Natural-language object grounding data
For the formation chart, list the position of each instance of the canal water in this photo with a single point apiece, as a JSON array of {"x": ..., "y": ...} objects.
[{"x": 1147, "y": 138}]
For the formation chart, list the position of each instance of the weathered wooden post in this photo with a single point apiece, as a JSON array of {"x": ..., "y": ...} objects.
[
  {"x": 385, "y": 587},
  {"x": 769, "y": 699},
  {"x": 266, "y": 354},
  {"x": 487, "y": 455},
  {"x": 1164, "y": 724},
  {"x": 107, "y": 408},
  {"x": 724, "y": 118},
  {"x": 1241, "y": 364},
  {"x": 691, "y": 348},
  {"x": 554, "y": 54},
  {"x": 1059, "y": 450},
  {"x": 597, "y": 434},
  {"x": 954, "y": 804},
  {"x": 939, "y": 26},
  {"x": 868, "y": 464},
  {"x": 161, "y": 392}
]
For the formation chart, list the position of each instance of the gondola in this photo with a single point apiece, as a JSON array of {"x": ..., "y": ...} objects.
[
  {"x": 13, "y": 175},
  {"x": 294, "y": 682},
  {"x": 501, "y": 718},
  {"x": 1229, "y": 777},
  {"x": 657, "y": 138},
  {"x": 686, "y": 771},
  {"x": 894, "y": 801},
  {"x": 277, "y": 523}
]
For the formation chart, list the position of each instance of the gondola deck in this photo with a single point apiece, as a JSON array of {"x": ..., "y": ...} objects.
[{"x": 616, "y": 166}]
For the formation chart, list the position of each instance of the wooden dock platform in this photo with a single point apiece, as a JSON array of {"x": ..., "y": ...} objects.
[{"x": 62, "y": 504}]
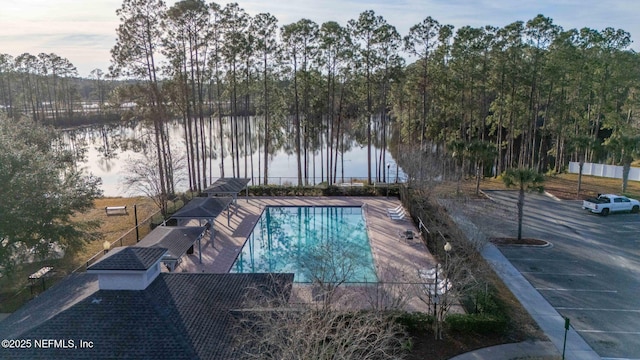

-- WHAT YOU WILL DO --
Pictures should be skipped, and the records retyped word for word.

-- TASK SOLUTION --
For the formation chart, list the position of each instance of the canal water in this photo with a single point apiece, as a JSON array of {"x": ..., "y": ...} objects.
[{"x": 1147, "y": 138}]
For the formation chart, list the position of each instance of the weathered wooden post in this photo with a single point apiece, as a JSON array of {"x": ..., "y": ...} objects.
[
  {"x": 385, "y": 587},
  {"x": 769, "y": 699},
  {"x": 266, "y": 354},
  {"x": 487, "y": 455},
  {"x": 1164, "y": 724},
  {"x": 107, "y": 408},
  {"x": 724, "y": 118},
  {"x": 1241, "y": 364},
  {"x": 691, "y": 348},
  {"x": 554, "y": 54},
  {"x": 1059, "y": 450},
  {"x": 597, "y": 434},
  {"x": 954, "y": 804},
  {"x": 939, "y": 26},
  {"x": 868, "y": 464},
  {"x": 161, "y": 392}
]
For the formation chart, list the position of each instance of the gondola in this photo with a single point apiece, as a JSON array of {"x": ..., "y": ...} objects.
[
  {"x": 13, "y": 175},
  {"x": 294, "y": 682},
  {"x": 501, "y": 718},
  {"x": 1229, "y": 777},
  {"x": 657, "y": 138},
  {"x": 686, "y": 771},
  {"x": 894, "y": 801},
  {"x": 277, "y": 523}
]
For the formation chart, list the position of each instance of the gondola deck in this photo with a single point apiece, as a JSON array of {"x": ..., "y": ...} objects.
[{"x": 616, "y": 166}]
For the formation chart, list the position of each instance of the wooden dock platform in this photo with a single point apiece, as a JSON array of {"x": ..., "y": ...} objects.
[{"x": 62, "y": 504}]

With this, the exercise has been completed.